Teks yang Disediakan:
---------------
Selasa, 30 September 2014

Napoleon Menginvasi Mesir 1801

Napoleon Menginvasi Mesir 1801


Oleh : 1. Fatmawati Rasyid
           2. Irfan
           3. Iskandar Alam

1.    Provil kasus

Jendral dan Kaisar Perancis yang tenar, Napoleon I, keluar dari rahim ibunya di Ajaccio, Corsica, tahun 1769. Nama aslinya Napoleon Bonaparte. Corsica masuk wilayah kekuasaan Perancis cuma lima belas bulan sebelum Napoleon lahir, dan pada saat-saat remajanya Napoleon seorang nasionalis Corsica yang menganggap Perancis itu penindas. Tetapi, Napoleon dikirim masuk akademi militer di Perancis dan tatkala dia tamat tahun 1785 pada umur lima belas tahun dia jadi tentara Perancis berpangkat letnan. ( Conrad H. Lanza, Napoleon dan Strategi Perang Modern )

Ketika Napoleon Bonaparte menginjakkan kakinya di Mesir pada tahun 1798, Mesir berada dalam kondisi yang sangat memprihatinkan. Secara politik, negeri ini terbelah oleh dua kekuatan yang saling menghancurkan. Yakni, kekuatan Mamluk yang berkuasa secara turun-temurun sejak abad ke-13 dan kekuatan yang didukung oleh pemerintahan Utsmani di Istanbul. (ibid)
---------------
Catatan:
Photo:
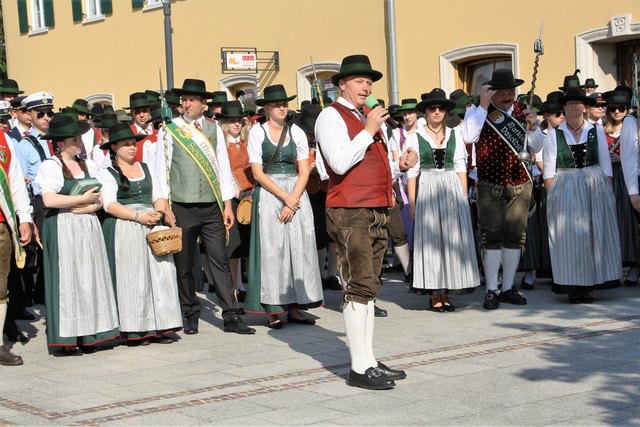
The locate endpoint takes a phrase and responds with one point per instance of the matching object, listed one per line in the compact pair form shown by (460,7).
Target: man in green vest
(194,173)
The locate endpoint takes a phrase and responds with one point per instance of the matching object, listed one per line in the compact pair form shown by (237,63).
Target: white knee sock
(355,323)
(3,316)
(322,262)
(402,252)
(491,263)
(332,262)
(370,322)
(510,261)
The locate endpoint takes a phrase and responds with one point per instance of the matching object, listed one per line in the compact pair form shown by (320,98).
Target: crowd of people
(467,190)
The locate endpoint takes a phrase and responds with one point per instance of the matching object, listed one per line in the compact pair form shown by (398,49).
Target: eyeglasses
(618,108)
(433,108)
(41,114)
(556,113)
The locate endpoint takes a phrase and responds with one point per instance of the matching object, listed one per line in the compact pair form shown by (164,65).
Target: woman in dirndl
(581,212)
(145,284)
(618,103)
(231,119)
(80,302)
(283,273)
(444,254)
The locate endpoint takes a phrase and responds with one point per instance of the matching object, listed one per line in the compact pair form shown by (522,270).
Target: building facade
(103,50)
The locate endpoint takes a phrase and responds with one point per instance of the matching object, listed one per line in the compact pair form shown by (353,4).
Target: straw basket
(164,242)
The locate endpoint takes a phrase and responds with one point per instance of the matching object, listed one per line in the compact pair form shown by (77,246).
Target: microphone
(371,102)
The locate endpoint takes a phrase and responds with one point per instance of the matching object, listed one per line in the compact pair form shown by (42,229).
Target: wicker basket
(164,242)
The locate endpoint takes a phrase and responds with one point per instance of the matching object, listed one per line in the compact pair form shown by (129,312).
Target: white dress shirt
(629,154)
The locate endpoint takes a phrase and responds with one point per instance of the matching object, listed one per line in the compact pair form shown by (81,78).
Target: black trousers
(203,220)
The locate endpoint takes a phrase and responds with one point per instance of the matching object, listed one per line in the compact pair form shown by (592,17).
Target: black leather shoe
(304,321)
(526,286)
(13,333)
(512,296)
(332,283)
(372,379)
(237,325)
(23,314)
(392,374)
(379,312)
(9,359)
(191,325)
(491,301)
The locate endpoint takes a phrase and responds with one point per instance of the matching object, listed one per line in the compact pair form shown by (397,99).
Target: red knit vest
(496,162)
(5,161)
(153,138)
(368,183)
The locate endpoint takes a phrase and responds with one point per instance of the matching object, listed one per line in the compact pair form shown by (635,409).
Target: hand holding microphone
(378,113)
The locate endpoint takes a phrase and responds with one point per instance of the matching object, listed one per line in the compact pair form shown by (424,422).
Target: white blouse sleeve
(460,153)
(109,188)
(50,178)
(302,145)
(604,158)
(254,146)
(549,154)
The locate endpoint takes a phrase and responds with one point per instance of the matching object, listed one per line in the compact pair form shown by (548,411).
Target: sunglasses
(433,108)
(41,114)
(618,108)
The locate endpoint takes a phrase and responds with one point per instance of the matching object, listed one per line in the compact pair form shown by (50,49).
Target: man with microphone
(354,152)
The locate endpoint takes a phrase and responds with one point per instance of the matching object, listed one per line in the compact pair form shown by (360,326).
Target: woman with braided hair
(145,284)
(80,303)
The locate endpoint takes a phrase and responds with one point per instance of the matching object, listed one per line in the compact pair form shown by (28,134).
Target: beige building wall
(123,52)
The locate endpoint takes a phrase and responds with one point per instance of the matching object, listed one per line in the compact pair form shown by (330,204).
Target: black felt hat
(356,65)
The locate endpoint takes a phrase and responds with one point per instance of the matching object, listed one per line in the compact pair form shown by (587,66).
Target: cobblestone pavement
(546,363)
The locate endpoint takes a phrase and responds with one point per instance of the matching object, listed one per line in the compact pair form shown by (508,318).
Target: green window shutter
(76,8)
(23,17)
(106,7)
(48,13)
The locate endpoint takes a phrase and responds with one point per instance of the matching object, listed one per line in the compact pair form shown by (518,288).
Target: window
(93,10)
(87,11)
(36,16)
(473,74)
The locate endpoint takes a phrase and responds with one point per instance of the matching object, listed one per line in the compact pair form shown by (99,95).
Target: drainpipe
(168,42)
(393,63)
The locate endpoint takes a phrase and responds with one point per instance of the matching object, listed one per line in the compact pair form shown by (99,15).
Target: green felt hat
(10,86)
(81,106)
(576,94)
(275,93)
(138,100)
(218,97)
(63,126)
(408,104)
(193,87)
(354,65)
(552,103)
(120,132)
(231,110)
(436,97)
---------------
Latihan:
[a] Jawablah pertanyaan berikut berdasarkan teks tentang Napoleon di Mesir.
(i) Di mana Napoleon lahir?
(ii) Pada tahun berapa Napoleon Bonaparte menginjakkan kakinya di Mesir?
(iii) Sejak abad ke berapa kekuatan Mamluk berkuasa secara turun-temurun?
[b] Teruskan teks tentang Napoleon di Mesir mulai dari kalimat terakhirnya.
Materi tersebut diambil dari sumber yang berbeda.

Jawaban yang Diharapkan:
[a]
(i) Di Ajaccio, Corsica.
(ii) Pada tahun 1798.
(iii) Sejak abad ke-13.

[b]
Mesir adalah sebuah negara yang masyarakatnya memiliki nilai religius tinggi. Mereka memandang agama di atas segala-galanya, sebagai bagian integral dari budaya, adat istiadat, dan masyarakat itu sendiri. Kelompok-kelompok Islam selalu bersikukuh untuk tidak terpengaruh dengan Barat. Karena menurut mereka Islam sebenarnya lebih unggul dibanding orang-orang Barat. Mereka mengidealisasikan periode awal Islam dan menurut ajaran mereka hanya kembali ke zaman keemasan inilah Mesir modern bisa sembuh dari segala penyakit. Dengan berdalih  bahwa pengaruh Barat yang dimulai dari invasi Napoleon sebagai akar segala kebobrokan, mereka mendukung  tulisan-tulisan dan deklarasi-deklarasi mereka dengan tafsir Al-Qur’an dari Ibnu Hanbal dan Ibnu Taimiyah yang keduanya menyeru untuk membaca Al-Qur’an  secara tekstual, sembari menolak semua penafsiran, filsafat, dan teks-teks yang menyertai. (ibid)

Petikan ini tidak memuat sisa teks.